* Problem description: Below are records; reproduce exactly the lines from the one containing "written as (940,177)." through the end, both included, and only those.

* Listed records:
————

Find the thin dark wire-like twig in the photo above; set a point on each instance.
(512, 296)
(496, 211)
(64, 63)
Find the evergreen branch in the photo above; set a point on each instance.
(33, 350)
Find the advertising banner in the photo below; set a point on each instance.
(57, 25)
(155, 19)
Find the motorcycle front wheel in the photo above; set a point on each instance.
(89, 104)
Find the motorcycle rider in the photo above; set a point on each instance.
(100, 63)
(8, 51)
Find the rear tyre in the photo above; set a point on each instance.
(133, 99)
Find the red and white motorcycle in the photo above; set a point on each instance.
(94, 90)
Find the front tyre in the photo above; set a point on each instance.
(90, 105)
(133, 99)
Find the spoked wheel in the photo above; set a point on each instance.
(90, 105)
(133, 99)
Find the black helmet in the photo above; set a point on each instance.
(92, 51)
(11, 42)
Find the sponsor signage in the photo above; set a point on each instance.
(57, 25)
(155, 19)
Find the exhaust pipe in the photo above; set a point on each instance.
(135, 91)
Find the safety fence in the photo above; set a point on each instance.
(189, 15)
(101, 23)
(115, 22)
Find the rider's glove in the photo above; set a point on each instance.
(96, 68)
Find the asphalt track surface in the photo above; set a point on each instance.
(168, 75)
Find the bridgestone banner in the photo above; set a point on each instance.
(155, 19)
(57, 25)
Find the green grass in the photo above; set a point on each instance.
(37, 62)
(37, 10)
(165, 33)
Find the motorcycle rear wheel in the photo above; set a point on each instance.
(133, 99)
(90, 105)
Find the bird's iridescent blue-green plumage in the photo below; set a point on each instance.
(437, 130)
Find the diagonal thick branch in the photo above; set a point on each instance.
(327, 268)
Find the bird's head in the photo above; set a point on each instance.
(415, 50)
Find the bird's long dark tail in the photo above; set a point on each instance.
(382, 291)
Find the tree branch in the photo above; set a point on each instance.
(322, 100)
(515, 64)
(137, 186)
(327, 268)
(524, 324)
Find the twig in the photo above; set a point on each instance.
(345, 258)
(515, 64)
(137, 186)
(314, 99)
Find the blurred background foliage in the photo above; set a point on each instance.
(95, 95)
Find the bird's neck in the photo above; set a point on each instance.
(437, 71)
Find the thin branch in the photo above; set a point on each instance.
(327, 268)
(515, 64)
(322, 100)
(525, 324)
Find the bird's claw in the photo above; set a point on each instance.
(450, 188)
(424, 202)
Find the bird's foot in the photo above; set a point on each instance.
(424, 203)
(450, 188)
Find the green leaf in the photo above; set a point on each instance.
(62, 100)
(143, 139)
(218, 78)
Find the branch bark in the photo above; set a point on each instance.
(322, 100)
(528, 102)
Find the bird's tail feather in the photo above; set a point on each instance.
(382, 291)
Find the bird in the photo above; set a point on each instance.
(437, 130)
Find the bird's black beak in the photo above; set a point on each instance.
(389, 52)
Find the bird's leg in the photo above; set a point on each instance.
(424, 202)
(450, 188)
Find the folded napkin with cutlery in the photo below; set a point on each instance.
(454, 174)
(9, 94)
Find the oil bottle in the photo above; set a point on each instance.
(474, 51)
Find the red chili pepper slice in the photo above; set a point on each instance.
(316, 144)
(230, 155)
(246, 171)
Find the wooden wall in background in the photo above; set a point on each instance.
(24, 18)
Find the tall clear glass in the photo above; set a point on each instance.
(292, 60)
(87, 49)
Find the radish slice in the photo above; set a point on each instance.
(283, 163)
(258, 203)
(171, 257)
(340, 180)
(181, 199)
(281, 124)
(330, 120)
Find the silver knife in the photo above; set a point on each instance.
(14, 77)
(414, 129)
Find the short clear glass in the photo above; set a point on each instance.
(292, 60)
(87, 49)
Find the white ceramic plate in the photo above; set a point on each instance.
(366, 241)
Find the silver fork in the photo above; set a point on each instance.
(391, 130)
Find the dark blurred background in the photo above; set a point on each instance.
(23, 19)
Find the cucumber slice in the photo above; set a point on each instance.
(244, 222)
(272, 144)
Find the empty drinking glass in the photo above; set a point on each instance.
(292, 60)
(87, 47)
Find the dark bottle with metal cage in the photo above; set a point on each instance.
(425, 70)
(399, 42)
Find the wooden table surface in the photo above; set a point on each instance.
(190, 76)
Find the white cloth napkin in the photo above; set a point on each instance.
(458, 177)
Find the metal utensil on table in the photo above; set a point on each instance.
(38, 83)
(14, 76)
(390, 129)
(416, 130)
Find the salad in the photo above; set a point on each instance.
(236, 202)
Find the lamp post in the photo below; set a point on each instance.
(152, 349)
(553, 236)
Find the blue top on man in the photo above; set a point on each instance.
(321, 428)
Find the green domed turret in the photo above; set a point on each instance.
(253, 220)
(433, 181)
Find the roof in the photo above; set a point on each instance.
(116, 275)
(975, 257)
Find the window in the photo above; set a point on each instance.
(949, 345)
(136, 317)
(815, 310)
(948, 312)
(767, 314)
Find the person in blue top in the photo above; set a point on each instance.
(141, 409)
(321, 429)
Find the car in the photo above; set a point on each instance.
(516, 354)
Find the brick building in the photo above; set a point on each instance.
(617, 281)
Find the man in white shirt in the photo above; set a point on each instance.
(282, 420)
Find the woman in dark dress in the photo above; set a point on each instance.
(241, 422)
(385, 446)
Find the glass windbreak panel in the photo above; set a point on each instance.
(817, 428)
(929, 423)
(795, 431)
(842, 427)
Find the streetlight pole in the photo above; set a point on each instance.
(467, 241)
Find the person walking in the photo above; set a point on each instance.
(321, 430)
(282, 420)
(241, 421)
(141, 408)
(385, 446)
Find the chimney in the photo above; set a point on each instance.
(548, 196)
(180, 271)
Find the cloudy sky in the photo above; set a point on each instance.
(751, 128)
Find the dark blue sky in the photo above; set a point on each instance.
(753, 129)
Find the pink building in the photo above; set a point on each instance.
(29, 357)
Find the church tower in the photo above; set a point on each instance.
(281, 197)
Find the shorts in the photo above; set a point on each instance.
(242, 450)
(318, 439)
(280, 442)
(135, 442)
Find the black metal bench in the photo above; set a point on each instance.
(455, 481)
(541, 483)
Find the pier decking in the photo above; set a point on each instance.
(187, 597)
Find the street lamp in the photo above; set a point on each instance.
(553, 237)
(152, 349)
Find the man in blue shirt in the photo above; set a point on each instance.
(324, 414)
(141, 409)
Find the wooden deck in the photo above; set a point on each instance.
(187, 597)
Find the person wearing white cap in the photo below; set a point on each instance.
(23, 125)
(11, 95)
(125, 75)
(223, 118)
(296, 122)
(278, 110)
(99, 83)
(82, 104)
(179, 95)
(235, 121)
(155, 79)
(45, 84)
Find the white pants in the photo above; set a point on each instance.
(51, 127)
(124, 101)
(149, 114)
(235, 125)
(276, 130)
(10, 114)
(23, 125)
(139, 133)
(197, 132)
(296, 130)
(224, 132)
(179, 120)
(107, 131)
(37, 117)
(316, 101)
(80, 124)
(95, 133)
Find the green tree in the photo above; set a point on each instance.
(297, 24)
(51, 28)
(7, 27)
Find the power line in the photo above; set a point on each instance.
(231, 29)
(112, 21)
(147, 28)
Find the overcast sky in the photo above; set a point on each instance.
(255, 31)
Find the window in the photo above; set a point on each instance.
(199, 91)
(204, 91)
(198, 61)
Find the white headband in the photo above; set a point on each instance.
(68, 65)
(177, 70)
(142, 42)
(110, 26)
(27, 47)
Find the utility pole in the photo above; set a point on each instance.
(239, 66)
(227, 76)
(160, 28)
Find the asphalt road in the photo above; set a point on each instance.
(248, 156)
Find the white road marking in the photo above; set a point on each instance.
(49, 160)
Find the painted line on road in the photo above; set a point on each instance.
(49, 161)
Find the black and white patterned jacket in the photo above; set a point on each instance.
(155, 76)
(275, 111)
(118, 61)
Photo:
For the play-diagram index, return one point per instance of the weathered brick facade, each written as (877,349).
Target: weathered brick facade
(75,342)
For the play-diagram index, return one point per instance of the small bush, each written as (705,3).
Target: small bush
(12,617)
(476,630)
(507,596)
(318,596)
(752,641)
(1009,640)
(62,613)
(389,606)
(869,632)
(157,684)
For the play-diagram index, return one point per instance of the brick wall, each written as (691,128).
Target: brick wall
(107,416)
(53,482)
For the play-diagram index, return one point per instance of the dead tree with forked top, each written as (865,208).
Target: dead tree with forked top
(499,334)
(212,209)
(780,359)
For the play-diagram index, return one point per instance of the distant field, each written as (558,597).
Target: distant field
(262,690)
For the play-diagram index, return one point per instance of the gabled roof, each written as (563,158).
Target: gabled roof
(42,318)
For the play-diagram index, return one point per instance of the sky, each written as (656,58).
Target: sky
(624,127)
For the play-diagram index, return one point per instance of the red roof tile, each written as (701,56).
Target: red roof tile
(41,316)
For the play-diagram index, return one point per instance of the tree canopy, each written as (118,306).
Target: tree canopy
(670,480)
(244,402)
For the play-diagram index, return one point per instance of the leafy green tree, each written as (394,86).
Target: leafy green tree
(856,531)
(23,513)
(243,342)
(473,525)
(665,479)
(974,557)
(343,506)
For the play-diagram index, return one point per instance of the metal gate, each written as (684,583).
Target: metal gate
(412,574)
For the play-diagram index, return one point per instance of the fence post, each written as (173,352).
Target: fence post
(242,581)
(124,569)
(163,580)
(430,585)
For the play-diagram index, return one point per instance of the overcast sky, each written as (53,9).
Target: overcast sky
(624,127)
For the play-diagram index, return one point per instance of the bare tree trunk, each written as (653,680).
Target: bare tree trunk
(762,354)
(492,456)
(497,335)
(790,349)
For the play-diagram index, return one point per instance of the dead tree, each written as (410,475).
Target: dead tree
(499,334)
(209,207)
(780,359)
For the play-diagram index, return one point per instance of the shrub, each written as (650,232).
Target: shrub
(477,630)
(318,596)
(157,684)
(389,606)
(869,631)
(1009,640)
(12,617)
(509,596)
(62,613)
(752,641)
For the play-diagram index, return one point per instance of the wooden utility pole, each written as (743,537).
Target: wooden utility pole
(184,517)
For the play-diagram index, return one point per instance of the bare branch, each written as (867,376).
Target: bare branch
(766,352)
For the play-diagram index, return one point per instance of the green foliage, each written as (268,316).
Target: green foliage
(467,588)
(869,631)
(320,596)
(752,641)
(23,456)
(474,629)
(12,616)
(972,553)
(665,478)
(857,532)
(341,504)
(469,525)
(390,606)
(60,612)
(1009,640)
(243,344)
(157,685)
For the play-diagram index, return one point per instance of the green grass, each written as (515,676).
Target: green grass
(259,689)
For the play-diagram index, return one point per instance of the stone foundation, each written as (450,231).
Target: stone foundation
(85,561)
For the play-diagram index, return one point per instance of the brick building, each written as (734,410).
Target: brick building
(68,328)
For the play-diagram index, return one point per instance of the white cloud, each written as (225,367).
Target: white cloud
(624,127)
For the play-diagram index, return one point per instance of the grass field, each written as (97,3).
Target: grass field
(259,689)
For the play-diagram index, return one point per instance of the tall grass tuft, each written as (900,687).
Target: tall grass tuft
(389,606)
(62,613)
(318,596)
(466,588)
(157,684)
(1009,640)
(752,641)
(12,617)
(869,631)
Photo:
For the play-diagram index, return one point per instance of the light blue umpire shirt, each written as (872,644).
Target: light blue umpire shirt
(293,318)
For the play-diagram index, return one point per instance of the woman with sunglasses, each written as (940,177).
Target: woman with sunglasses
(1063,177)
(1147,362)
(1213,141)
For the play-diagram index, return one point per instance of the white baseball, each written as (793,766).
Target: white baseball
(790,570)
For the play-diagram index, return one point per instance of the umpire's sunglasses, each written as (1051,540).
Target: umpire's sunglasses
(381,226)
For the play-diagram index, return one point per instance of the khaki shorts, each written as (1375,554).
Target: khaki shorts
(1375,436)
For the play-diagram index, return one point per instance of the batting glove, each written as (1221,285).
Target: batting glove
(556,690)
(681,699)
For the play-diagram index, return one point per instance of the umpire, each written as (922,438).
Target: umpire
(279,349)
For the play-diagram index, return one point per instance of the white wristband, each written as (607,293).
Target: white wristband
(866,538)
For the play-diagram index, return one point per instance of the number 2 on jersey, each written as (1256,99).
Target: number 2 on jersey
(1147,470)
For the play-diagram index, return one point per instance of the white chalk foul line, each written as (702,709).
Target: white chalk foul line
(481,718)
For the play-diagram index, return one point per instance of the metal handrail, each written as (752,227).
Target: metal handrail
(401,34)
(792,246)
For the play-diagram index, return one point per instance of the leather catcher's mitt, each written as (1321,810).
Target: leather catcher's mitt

————

* Answer for the task:
For the play-diagram index, return one point per instance of the woman with sunglasses, each written as (940,177).
Target: woman with sunglasses
(1063,177)
(1147,362)
(1213,141)
For the play-diagram index, return one point per instance of the white baseball, each written as (793,766).
Target: white baseball
(790,570)
For the play-diagram index, return one point per instance of the umpire's sunglasses, each written as (1051,540).
Target: umpire's sunglasses
(381,226)
For the play-diagram index, return one point per instance of the khaki shorts, each written as (1375,554).
Target: khaki shorts
(1375,436)
For the play-diagram index, return one point per instance of the batting glove, each written as (1221,285).
Target: batting glove
(556,690)
(681,699)
For the play-diagram index, return one point per instance of the umpire, each written as (922,438).
Target: umpire
(279,349)
For the play-diagram index, return one point per instance of the white wristband, each written as (607,293).
Target: white wristband
(866,538)
For the play-diagram index, return one point per instance of the number 2 on jersey, each written as (1256,99).
Target: number 2 on jersey
(1147,470)
For the play-diagram index, return one point per instance of the white chalk foul line, each written as (702,709).
Target: white chalk foul line
(481,718)
For the play-diagram index, return one point per instance of the metal handrail, each written as (752,227).
Target: metal handrail
(401,34)
(792,246)
For the play-diagram index, return one point per instance of the leather catcher's mitt, each written as (1321,810).
Target: leather catcher's mitt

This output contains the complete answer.